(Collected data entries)
[BEGIN]

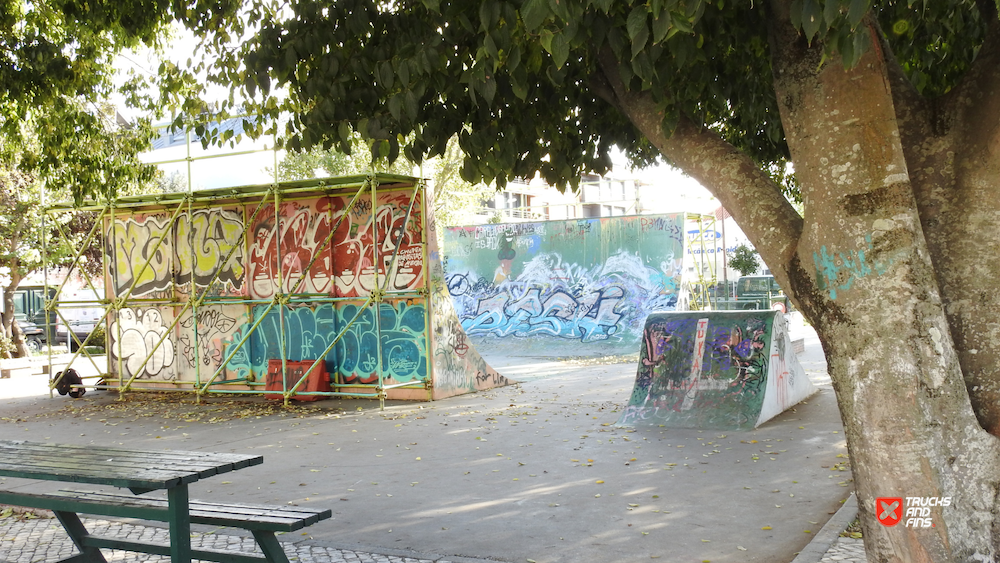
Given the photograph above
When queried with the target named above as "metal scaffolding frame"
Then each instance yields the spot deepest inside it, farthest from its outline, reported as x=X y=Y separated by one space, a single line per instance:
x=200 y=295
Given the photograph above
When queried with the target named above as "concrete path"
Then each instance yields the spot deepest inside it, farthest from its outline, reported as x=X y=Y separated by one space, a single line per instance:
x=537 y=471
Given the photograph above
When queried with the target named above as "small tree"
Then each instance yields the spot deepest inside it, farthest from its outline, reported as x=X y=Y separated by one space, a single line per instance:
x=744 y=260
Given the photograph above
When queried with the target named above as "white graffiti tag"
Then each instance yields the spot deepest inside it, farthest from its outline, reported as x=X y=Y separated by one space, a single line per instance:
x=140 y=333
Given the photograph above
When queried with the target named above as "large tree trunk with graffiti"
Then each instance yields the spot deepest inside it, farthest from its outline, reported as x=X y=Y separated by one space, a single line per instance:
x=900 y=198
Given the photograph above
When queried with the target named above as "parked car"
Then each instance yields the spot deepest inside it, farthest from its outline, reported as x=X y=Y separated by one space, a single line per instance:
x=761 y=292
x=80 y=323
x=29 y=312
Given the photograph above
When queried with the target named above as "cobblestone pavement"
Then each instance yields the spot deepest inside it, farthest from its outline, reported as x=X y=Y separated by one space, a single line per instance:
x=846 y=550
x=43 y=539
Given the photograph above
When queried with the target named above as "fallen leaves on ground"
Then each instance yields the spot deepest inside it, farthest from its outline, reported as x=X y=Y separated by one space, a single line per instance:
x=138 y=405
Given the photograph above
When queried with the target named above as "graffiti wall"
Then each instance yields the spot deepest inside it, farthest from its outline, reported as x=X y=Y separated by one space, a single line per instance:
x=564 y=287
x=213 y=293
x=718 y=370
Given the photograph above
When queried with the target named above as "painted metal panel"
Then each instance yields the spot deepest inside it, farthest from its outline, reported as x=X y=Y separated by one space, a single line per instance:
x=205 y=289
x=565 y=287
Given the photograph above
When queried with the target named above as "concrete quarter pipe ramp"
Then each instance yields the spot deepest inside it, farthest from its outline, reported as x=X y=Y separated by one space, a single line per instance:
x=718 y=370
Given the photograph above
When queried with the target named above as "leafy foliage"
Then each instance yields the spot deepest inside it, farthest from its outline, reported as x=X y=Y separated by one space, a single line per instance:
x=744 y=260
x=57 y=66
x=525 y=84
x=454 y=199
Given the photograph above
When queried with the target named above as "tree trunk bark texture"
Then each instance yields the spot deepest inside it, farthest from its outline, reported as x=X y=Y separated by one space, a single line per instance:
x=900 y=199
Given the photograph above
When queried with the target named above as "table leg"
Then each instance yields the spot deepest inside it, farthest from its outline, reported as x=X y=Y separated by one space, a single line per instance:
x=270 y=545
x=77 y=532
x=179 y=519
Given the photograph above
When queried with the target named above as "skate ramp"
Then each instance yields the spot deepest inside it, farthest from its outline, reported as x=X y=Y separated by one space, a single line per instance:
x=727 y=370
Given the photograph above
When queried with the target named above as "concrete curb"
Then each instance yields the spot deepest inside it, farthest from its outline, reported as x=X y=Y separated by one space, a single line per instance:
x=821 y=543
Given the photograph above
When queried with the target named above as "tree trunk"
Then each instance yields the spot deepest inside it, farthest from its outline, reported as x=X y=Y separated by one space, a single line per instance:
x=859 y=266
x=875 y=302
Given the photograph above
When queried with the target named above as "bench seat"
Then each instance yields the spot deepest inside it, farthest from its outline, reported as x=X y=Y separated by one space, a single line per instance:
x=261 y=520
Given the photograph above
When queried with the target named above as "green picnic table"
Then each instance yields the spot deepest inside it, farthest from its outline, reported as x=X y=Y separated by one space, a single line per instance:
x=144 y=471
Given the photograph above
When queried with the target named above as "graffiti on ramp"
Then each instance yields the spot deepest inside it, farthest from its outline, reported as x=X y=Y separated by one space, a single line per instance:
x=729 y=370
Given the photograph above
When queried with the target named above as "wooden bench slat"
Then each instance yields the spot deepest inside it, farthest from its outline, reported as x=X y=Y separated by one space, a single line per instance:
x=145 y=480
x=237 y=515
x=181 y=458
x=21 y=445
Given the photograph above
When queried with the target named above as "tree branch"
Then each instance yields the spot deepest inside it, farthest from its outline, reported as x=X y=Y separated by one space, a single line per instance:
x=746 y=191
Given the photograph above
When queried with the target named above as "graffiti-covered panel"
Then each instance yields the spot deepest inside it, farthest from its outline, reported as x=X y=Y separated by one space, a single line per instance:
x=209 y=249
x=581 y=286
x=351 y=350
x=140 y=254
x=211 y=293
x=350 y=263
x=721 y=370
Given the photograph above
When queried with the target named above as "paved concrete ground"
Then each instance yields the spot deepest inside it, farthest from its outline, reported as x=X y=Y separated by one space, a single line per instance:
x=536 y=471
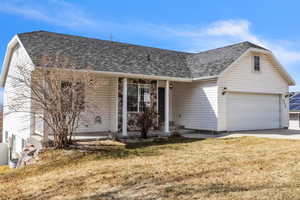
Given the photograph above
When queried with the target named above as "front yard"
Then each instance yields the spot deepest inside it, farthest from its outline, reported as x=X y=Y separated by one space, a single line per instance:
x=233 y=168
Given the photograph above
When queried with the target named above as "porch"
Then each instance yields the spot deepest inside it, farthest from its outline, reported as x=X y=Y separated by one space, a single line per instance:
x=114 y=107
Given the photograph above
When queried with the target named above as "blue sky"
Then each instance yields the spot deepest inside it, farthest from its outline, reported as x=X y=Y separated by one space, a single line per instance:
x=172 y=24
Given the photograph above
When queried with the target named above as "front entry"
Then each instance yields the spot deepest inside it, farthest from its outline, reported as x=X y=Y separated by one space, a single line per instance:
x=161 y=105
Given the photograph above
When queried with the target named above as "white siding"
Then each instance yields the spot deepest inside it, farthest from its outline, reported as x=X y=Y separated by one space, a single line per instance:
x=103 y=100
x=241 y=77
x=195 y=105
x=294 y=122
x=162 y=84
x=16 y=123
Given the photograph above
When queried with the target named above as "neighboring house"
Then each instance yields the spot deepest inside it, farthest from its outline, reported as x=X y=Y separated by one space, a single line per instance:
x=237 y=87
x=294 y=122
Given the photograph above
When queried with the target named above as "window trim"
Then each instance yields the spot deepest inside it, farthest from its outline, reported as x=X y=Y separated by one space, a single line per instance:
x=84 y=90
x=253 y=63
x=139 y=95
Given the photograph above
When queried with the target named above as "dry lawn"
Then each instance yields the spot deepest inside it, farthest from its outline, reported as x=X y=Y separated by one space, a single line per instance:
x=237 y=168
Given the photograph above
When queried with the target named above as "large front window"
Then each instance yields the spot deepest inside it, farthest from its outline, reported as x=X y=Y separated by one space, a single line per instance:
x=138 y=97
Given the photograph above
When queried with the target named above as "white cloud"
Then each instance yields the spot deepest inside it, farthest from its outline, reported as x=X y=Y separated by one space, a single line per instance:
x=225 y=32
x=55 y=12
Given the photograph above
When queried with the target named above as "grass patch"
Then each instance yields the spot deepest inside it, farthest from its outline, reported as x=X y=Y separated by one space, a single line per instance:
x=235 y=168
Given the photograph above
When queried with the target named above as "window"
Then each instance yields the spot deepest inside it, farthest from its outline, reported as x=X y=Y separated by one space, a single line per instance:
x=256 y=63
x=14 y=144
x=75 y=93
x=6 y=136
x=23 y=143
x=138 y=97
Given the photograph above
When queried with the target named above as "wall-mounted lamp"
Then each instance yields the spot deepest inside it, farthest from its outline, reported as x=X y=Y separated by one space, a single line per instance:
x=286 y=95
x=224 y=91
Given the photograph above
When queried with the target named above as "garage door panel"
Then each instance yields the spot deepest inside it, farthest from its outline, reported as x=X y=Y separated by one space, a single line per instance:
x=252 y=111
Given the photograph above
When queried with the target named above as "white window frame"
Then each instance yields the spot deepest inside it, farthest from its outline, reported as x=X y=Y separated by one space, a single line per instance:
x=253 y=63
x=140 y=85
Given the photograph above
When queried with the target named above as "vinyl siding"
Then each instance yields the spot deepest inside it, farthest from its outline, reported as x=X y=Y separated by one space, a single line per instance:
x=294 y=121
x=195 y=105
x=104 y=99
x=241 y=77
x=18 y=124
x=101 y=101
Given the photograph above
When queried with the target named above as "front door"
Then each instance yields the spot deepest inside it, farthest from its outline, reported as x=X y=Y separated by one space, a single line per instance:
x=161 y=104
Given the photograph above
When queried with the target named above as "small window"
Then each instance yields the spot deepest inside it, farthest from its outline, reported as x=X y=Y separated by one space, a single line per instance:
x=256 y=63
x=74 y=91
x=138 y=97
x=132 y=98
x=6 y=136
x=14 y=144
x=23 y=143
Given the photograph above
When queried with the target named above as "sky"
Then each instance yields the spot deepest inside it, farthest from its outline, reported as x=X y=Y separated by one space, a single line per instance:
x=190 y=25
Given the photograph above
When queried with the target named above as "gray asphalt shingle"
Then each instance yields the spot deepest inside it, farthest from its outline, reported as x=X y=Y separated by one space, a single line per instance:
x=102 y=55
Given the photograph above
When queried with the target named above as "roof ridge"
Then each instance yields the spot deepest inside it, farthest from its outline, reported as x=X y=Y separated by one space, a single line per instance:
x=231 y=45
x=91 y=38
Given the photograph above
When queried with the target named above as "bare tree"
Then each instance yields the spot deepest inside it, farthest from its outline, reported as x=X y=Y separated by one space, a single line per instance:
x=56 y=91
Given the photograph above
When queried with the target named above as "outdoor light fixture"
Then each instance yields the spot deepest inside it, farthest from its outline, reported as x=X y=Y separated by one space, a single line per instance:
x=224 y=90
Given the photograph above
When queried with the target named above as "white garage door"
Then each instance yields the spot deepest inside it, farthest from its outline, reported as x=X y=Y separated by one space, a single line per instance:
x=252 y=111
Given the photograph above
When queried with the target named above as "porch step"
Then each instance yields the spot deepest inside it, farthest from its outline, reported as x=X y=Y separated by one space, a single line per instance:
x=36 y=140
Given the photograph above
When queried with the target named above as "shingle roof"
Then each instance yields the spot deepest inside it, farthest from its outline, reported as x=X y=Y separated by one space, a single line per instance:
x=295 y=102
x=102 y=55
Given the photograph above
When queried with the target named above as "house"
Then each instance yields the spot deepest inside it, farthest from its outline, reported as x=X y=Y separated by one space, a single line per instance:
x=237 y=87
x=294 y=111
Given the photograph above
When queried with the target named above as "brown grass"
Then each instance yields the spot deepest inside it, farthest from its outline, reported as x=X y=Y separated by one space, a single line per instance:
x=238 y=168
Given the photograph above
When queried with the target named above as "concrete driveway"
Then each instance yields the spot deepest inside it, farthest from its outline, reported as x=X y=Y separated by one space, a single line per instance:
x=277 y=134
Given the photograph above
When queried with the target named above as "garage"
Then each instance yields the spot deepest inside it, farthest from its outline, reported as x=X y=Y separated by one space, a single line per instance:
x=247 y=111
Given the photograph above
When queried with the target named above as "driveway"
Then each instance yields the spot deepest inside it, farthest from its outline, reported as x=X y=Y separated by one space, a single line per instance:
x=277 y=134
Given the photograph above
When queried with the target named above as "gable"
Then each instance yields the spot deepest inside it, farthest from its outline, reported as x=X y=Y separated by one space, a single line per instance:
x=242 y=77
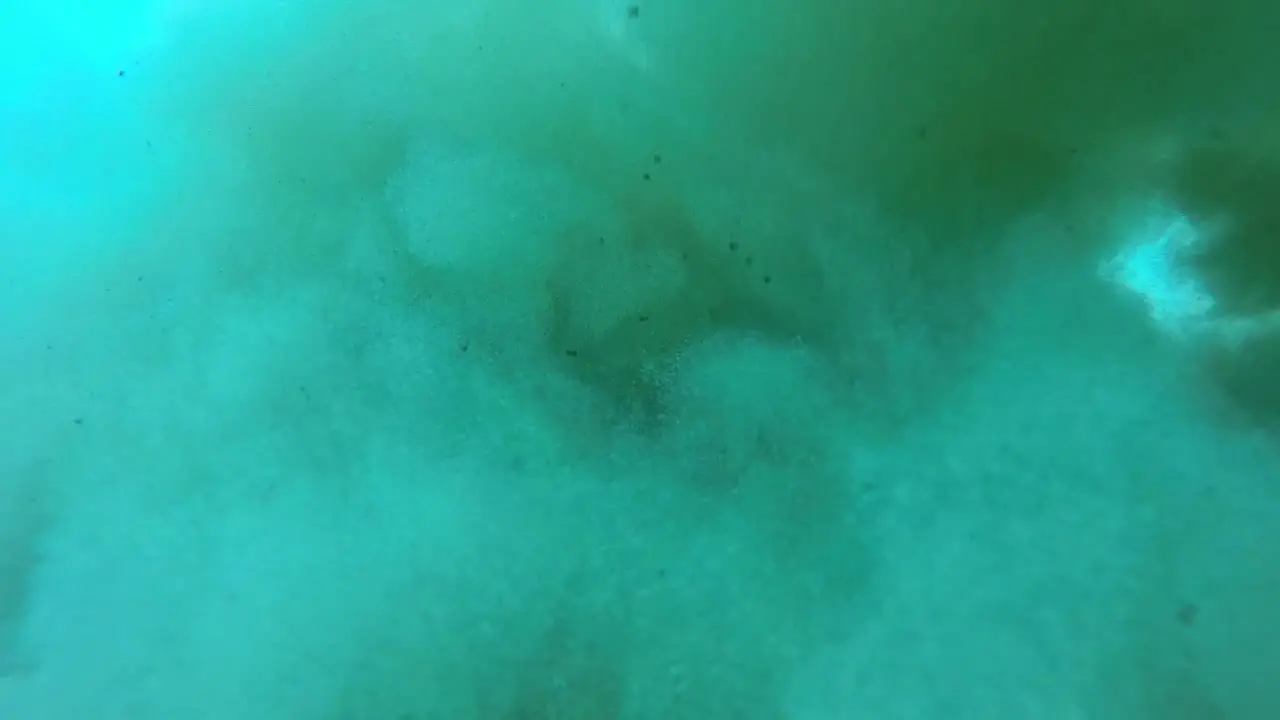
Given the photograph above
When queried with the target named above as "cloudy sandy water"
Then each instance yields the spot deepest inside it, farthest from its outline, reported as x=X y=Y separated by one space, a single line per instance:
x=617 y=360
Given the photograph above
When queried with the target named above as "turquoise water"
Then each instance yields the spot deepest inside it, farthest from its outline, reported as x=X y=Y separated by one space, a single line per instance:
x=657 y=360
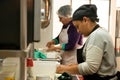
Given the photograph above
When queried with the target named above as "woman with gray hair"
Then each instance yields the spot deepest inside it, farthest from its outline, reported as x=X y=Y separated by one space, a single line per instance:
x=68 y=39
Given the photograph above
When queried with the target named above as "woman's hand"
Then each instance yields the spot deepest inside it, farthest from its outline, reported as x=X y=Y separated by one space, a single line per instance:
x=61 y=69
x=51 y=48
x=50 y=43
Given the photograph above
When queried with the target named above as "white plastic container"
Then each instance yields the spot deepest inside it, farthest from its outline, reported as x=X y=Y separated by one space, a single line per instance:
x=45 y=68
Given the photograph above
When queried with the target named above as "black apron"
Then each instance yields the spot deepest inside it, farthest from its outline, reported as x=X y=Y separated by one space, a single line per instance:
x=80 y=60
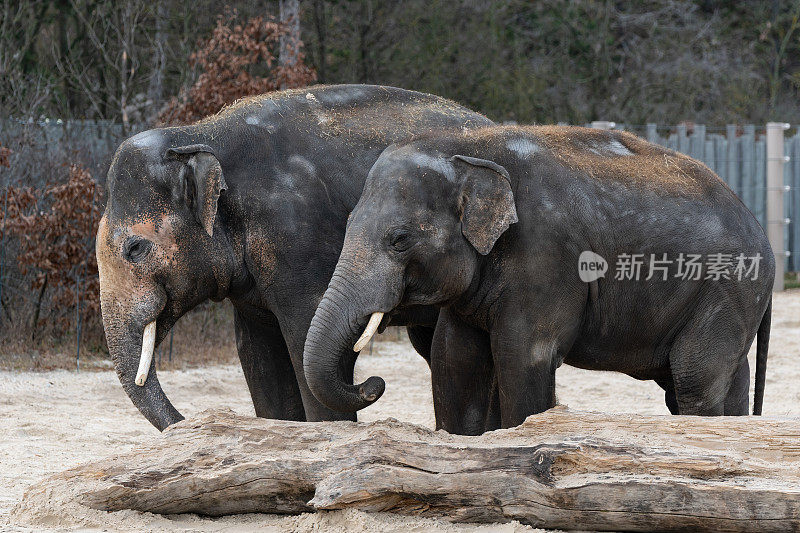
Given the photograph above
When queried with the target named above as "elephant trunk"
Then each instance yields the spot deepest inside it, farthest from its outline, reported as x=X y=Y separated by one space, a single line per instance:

[END]

■ Set problem:
Report every line of the data above that contains the string "ramp", copying each such line in full. Treat the match as case-sensitive.

■ Written response:
When queried with the target named above as "concrete quarter pipe ramp"
When queried with the target named above as "skate ramp"
When queried with the target named above as "graffiti on ramp"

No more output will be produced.